Which rows below contain the word "checkered"? Report each of those rows in full, treating uppercase and lowercase as different.

Items:

_ _ _ _ _

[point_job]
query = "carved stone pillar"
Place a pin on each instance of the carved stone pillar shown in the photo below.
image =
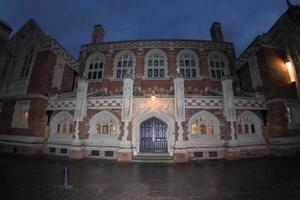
(228, 105)
(180, 153)
(179, 107)
(80, 110)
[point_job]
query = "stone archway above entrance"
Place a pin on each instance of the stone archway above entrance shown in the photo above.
(153, 136)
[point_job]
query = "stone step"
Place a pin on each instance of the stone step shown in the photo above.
(153, 158)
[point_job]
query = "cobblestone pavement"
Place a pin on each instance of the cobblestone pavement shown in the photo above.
(41, 178)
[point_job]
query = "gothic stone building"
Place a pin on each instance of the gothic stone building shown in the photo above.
(135, 100)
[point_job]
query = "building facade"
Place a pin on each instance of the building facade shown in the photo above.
(178, 100)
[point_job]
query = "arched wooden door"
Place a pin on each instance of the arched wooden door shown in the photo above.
(153, 136)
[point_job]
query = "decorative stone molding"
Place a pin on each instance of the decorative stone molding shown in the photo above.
(196, 140)
(162, 56)
(103, 139)
(182, 44)
(249, 103)
(250, 118)
(54, 134)
(204, 102)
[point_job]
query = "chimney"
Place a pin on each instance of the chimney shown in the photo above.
(216, 32)
(98, 34)
(5, 30)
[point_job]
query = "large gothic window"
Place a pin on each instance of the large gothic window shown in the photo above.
(218, 65)
(124, 63)
(188, 64)
(156, 64)
(94, 66)
(104, 123)
(61, 125)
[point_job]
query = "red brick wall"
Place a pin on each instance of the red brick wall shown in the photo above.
(36, 121)
(159, 86)
(42, 75)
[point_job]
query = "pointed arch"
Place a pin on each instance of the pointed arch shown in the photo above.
(188, 63)
(94, 66)
(156, 64)
(204, 130)
(249, 128)
(204, 119)
(104, 123)
(124, 60)
(61, 125)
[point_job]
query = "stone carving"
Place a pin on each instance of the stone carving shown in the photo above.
(80, 110)
(228, 100)
(179, 99)
(127, 99)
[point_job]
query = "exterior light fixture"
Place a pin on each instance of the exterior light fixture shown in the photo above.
(289, 67)
(153, 97)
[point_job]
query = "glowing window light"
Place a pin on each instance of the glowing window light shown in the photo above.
(153, 97)
(290, 70)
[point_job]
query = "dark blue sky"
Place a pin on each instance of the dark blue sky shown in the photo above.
(71, 21)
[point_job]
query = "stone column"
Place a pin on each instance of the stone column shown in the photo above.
(80, 110)
(180, 154)
(228, 105)
(125, 152)
(231, 152)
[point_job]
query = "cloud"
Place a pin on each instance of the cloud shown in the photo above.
(71, 22)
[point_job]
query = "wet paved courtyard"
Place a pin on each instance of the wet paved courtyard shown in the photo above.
(42, 178)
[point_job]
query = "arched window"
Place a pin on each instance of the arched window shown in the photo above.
(249, 128)
(104, 123)
(61, 124)
(124, 62)
(188, 64)
(156, 64)
(204, 123)
(218, 64)
(94, 66)
(247, 121)
(26, 64)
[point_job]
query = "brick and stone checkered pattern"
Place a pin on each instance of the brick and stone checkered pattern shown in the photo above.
(157, 44)
(104, 103)
(61, 104)
(249, 104)
(203, 103)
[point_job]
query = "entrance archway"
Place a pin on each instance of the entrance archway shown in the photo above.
(153, 135)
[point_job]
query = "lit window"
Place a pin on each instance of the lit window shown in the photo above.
(217, 65)
(187, 61)
(94, 66)
(293, 115)
(61, 125)
(124, 63)
(26, 64)
(202, 126)
(155, 64)
(247, 123)
(21, 115)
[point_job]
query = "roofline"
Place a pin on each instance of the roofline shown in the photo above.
(153, 40)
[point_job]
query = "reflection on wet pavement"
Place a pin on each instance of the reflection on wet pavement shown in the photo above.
(42, 178)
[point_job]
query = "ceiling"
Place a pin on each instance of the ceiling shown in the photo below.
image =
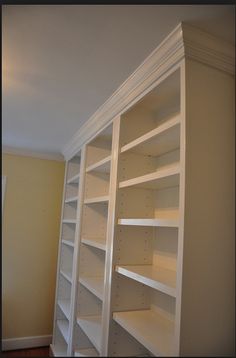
(62, 62)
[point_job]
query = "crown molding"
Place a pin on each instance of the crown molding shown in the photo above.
(29, 153)
(184, 41)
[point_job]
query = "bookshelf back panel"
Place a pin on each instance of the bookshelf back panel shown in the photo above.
(67, 253)
(159, 105)
(143, 203)
(64, 289)
(149, 246)
(122, 344)
(92, 261)
(73, 167)
(133, 165)
(96, 184)
(94, 220)
(88, 303)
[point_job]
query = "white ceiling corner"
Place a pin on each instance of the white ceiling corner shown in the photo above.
(62, 62)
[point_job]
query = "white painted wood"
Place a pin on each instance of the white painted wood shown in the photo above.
(169, 176)
(74, 179)
(91, 325)
(149, 222)
(69, 221)
(99, 243)
(71, 200)
(9, 344)
(65, 307)
(99, 199)
(89, 352)
(59, 350)
(68, 242)
(156, 277)
(148, 143)
(64, 328)
(67, 275)
(101, 166)
(184, 40)
(94, 284)
(154, 331)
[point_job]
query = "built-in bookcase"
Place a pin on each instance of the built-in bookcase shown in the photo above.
(145, 256)
(66, 257)
(93, 246)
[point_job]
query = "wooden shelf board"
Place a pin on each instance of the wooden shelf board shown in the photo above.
(74, 179)
(98, 199)
(71, 200)
(91, 325)
(162, 178)
(86, 352)
(67, 275)
(151, 329)
(149, 222)
(158, 278)
(65, 307)
(99, 243)
(58, 350)
(68, 242)
(160, 140)
(102, 165)
(69, 221)
(64, 328)
(94, 285)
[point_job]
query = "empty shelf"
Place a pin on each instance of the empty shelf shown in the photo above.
(68, 242)
(91, 325)
(158, 278)
(94, 285)
(67, 275)
(102, 166)
(65, 307)
(86, 352)
(69, 221)
(99, 243)
(71, 200)
(152, 330)
(150, 222)
(64, 328)
(74, 179)
(162, 178)
(98, 199)
(163, 139)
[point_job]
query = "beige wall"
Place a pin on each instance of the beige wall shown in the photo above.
(30, 235)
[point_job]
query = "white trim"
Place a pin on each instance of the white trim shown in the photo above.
(29, 153)
(4, 182)
(183, 41)
(26, 342)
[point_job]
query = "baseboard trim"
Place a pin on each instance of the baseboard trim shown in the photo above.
(26, 342)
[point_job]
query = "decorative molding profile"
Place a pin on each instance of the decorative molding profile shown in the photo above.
(183, 41)
(29, 153)
(26, 342)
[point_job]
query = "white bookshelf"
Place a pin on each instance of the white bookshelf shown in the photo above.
(91, 325)
(145, 203)
(65, 307)
(86, 352)
(94, 284)
(153, 330)
(64, 328)
(153, 276)
(98, 242)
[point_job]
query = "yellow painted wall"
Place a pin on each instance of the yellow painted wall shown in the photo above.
(30, 234)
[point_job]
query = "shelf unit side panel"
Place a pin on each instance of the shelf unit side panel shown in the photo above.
(209, 238)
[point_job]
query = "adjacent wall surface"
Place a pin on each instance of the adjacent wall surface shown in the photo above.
(30, 234)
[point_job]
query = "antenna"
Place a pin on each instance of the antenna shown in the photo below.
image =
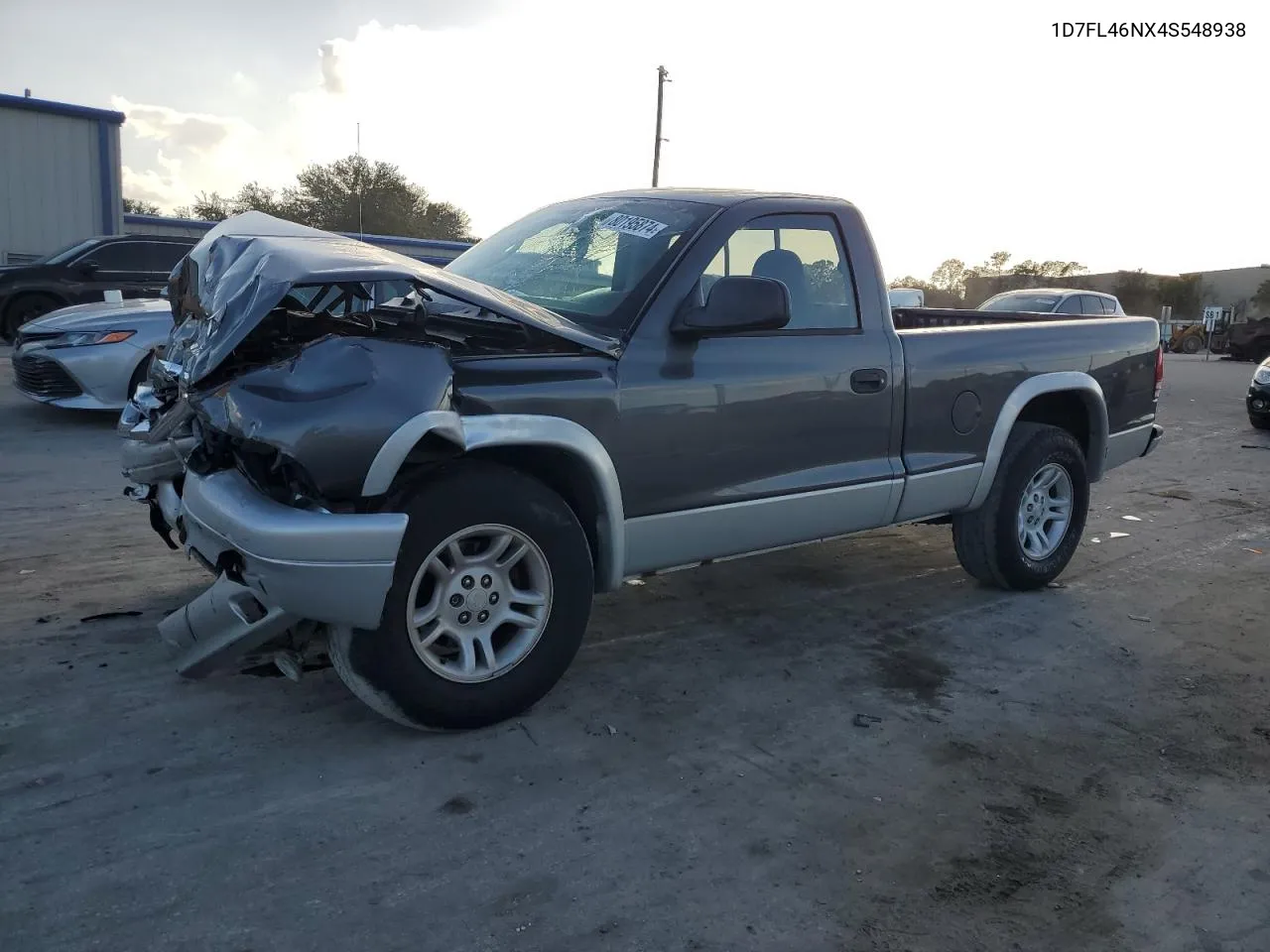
(662, 79)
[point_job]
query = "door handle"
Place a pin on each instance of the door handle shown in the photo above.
(870, 381)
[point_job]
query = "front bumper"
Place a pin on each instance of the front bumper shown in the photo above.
(76, 377)
(330, 567)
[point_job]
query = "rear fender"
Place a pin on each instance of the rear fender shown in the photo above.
(468, 434)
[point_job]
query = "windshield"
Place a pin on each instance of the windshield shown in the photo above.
(592, 261)
(1028, 302)
(67, 253)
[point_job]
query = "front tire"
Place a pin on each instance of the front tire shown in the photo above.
(490, 598)
(1030, 525)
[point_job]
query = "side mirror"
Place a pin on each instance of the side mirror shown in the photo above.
(735, 304)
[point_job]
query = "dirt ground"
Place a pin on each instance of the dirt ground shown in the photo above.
(846, 747)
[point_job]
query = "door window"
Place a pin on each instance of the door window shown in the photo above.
(804, 253)
(119, 257)
(163, 255)
(1096, 304)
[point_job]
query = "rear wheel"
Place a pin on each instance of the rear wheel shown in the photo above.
(139, 376)
(26, 307)
(1028, 529)
(489, 602)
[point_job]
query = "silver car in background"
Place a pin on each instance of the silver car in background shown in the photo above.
(89, 357)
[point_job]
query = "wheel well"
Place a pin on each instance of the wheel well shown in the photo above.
(566, 475)
(1066, 411)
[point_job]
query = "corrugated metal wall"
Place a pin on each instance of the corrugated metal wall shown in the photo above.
(51, 186)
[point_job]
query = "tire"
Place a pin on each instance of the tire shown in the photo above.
(139, 376)
(988, 540)
(385, 669)
(26, 307)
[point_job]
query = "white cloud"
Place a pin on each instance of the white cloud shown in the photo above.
(957, 132)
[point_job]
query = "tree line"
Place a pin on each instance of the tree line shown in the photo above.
(947, 285)
(349, 194)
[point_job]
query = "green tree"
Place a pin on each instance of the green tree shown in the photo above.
(349, 194)
(951, 277)
(135, 206)
(1183, 295)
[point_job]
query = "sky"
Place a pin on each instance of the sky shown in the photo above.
(959, 130)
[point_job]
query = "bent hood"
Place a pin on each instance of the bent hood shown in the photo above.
(244, 267)
(98, 315)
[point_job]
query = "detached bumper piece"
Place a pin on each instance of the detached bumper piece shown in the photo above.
(1152, 442)
(289, 565)
(44, 379)
(222, 624)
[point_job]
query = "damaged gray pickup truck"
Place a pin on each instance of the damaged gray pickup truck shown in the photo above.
(422, 476)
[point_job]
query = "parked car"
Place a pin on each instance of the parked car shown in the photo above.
(1259, 397)
(432, 493)
(137, 266)
(89, 357)
(1055, 301)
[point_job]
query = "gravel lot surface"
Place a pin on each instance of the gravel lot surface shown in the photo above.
(843, 747)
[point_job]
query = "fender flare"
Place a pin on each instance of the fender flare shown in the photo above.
(1065, 381)
(479, 431)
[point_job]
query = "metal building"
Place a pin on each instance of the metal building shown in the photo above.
(60, 176)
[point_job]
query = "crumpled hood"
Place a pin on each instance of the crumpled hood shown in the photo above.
(98, 315)
(243, 268)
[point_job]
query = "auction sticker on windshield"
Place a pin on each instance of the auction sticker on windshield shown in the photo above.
(633, 225)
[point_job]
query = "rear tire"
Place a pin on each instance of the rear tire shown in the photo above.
(26, 307)
(453, 680)
(988, 539)
(139, 376)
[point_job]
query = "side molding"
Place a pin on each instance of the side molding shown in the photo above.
(1076, 381)
(479, 431)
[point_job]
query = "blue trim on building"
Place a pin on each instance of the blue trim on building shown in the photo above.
(50, 108)
(436, 244)
(105, 169)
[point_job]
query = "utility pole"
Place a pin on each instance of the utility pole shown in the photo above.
(662, 79)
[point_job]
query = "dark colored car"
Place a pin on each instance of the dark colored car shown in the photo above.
(1259, 397)
(430, 488)
(1093, 303)
(137, 266)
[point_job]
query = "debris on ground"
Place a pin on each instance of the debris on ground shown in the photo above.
(103, 616)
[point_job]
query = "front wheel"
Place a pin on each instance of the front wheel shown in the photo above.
(1028, 529)
(490, 598)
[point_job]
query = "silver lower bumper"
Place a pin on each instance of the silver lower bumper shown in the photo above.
(295, 563)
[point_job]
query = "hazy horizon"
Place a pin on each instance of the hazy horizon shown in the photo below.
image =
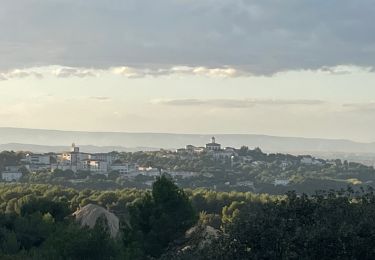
(274, 68)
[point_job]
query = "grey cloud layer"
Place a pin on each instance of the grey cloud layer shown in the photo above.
(260, 37)
(237, 103)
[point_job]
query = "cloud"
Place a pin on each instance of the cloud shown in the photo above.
(100, 98)
(179, 70)
(66, 72)
(360, 107)
(237, 103)
(257, 37)
(19, 74)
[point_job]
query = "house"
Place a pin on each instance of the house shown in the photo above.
(95, 166)
(280, 182)
(11, 175)
(213, 146)
(307, 160)
(123, 168)
(38, 159)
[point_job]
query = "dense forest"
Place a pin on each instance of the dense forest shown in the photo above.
(167, 222)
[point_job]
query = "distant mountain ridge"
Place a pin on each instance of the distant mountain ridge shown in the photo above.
(38, 140)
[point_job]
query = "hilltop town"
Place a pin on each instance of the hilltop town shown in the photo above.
(208, 166)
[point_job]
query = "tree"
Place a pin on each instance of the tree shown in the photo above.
(160, 217)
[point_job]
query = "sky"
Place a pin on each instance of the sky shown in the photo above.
(275, 67)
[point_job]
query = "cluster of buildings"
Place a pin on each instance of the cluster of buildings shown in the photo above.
(75, 160)
(212, 148)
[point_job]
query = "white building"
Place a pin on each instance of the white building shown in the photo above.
(213, 146)
(123, 168)
(281, 182)
(310, 161)
(38, 159)
(11, 175)
(94, 166)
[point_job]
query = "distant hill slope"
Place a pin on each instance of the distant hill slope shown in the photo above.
(38, 140)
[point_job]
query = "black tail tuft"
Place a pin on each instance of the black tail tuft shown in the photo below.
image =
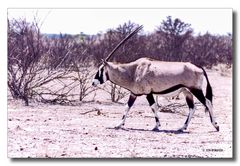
(209, 94)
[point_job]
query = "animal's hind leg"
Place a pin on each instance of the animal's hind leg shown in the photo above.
(190, 103)
(154, 107)
(131, 100)
(200, 96)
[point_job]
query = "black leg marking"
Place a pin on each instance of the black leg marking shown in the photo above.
(131, 100)
(150, 99)
(200, 96)
(151, 102)
(190, 102)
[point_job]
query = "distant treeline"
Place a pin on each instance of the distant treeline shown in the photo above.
(173, 40)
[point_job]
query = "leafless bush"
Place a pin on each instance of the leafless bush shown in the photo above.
(116, 92)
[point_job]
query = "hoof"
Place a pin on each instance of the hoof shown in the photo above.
(217, 128)
(181, 129)
(118, 127)
(155, 129)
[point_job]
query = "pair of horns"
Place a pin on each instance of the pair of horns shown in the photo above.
(123, 41)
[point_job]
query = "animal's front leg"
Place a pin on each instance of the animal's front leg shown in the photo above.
(154, 107)
(131, 100)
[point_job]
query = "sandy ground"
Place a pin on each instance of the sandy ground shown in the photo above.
(87, 130)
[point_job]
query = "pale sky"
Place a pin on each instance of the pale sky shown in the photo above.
(92, 21)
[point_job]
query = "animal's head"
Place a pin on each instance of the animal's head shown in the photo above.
(102, 73)
(101, 76)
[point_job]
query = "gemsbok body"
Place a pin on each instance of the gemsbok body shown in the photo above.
(147, 76)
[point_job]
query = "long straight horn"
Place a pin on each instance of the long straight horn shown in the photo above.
(123, 41)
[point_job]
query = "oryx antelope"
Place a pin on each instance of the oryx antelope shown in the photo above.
(147, 76)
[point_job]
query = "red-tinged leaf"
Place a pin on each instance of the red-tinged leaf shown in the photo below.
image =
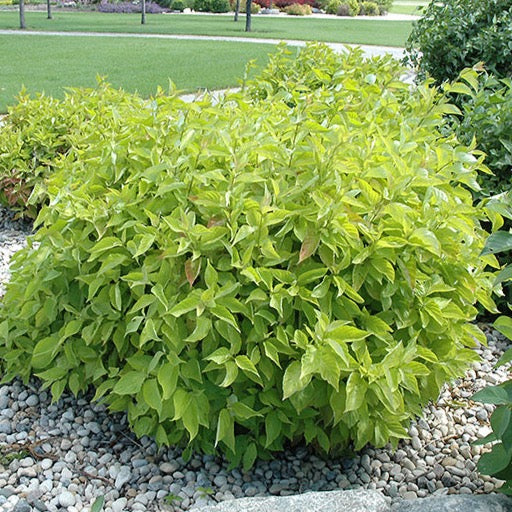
(309, 245)
(192, 269)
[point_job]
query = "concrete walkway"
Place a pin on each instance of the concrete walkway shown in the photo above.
(368, 50)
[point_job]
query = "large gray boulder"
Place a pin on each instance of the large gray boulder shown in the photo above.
(357, 500)
(458, 503)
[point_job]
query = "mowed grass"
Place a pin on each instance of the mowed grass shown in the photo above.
(50, 63)
(408, 7)
(338, 30)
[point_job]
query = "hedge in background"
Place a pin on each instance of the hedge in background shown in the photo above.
(297, 263)
(456, 34)
(487, 116)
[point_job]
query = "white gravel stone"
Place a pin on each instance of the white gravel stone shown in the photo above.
(67, 499)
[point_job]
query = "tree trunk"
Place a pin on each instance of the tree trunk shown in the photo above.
(143, 16)
(248, 6)
(22, 14)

_ _ _ _ _

Task solution:
query = "brick and stone checkered pattern"
Place a pin on each instance of the brick and stone checkered pattern shown in the photo above.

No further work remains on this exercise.